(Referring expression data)
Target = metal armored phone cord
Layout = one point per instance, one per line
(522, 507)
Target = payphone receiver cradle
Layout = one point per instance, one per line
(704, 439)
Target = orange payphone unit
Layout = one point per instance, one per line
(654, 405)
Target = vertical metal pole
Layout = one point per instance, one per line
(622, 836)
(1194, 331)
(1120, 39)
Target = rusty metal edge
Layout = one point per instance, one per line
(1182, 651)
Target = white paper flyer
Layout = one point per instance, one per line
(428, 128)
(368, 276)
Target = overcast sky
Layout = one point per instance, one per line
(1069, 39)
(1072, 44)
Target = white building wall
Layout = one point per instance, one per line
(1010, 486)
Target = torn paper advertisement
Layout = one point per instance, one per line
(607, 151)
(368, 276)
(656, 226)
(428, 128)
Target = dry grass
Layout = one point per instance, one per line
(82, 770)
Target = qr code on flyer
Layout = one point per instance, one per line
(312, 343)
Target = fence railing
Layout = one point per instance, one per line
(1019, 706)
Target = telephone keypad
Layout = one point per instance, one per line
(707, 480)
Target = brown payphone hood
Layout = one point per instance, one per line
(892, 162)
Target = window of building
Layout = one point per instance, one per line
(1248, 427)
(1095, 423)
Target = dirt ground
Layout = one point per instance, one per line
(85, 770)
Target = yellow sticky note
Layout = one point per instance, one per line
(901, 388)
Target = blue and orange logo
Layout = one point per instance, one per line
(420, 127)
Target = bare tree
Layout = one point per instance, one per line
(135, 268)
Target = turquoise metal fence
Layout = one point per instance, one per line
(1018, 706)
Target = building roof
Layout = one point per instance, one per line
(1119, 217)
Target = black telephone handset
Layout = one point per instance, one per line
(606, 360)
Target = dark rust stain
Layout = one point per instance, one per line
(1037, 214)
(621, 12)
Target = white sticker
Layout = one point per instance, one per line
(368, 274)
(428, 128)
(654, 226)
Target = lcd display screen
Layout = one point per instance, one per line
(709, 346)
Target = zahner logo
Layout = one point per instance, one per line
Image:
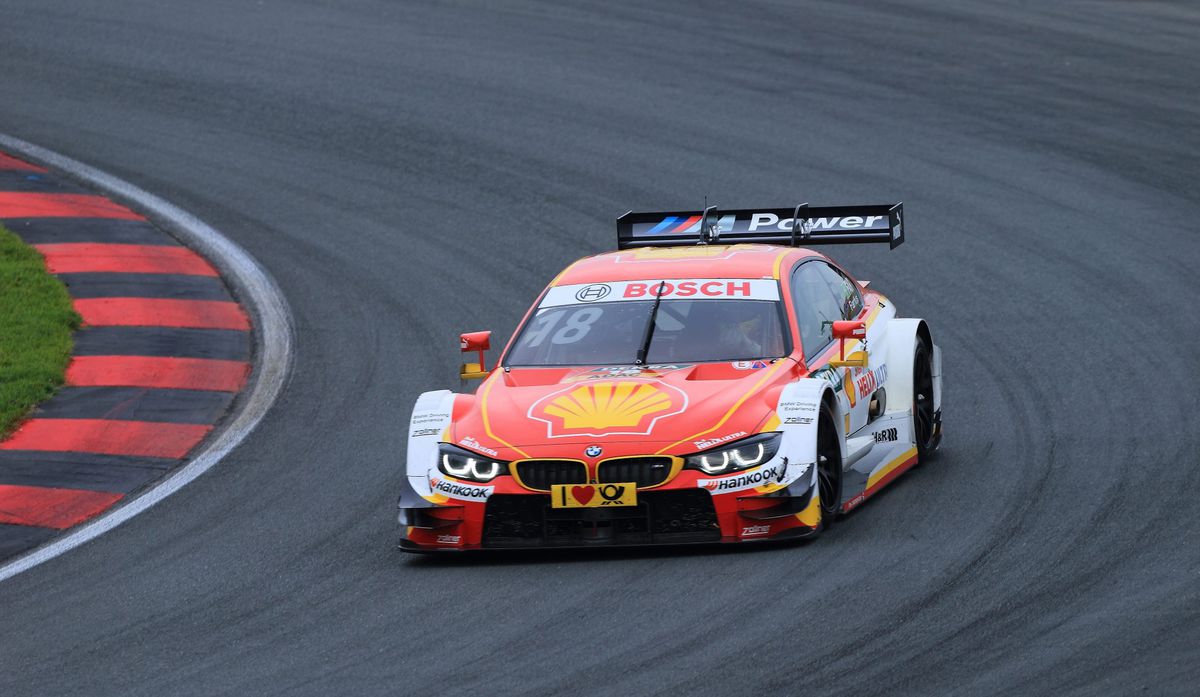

Task requirements >>
With the images excluded, output every record verbatim.

Problem solution >>
Target = metal armored phone cord
Layout = one point per instance, one per line
(522, 507)
Target = payphone receiver cradle
Layout = one point per instance, one per line
(704, 439)
Target = orange payphone unit
Layout = one point per instance, one per line
(654, 405)
Target = vertical metal pole
Layout = one point per instance, one per line
(622, 836)
(1194, 331)
(1120, 39)
Target = rusty metal edge
Layout = one point per instance, one per line
(1182, 651)
Target = white paper flyer
Layout = one point per instance, one per line
(428, 128)
(368, 276)
Target = overcast sky
Layout = one point per instance, one per line
(1069, 39)
(1072, 44)
Target = white building wall
Layout = one point per instance, one per line
(1010, 486)
Target = torn paper advertisement
Layout = one point per instance, one per line
(607, 151)
(368, 276)
(656, 226)
(428, 128)
Target = dry grass
Layout = one point per instance, one per line
(82, 770)
Target = qr code on flyer
Layout = one point per instance, one per line
(312, 343)
Target = fence railing
Layout = one point per instance, one per line
(1019, 706)
Target = telephone keypad
Layout = one point per instance, one per line
(707, 480)
Target = brown payphone hood
Layout = one point per instance, one per line
(892, 162)
Target = window of building
Layout = one point per instance, one per line
(1248, 427)
(1095, 423)
Target = dirt ground
Layout = one point per instance, one per line
(85, 770)
Target = yellow sticky note
Layout = one point per instance, one per line
(901, 388)
Target = blue and orange logo
Layout = one point per instance, one per line
(420, 127)
Target = bare tree
Layout = one point per instance, one per line
(135, 268)
Target = turquoise metal fence
Layout = one point per instance, one per line
(1018, 706)
Target = building roof
Layout = one point per instance, one per line
(1119, 217)
Target = black telephone handset
Layout = one point per instance, one per line
(606, 360)
Target = dark rust stain
Layout = one point per instance, one per line
(1037, 214)
(621, 12)
Target = white sticker
Layout = one point per instance, one per line
(368, 274)
(428, 128)
(654, 226)
Target = lcd display screen
Layout = one point per instance, one per line
(709, 346)
Target = zahner logo
Layout = one point per instance, one per line
Image:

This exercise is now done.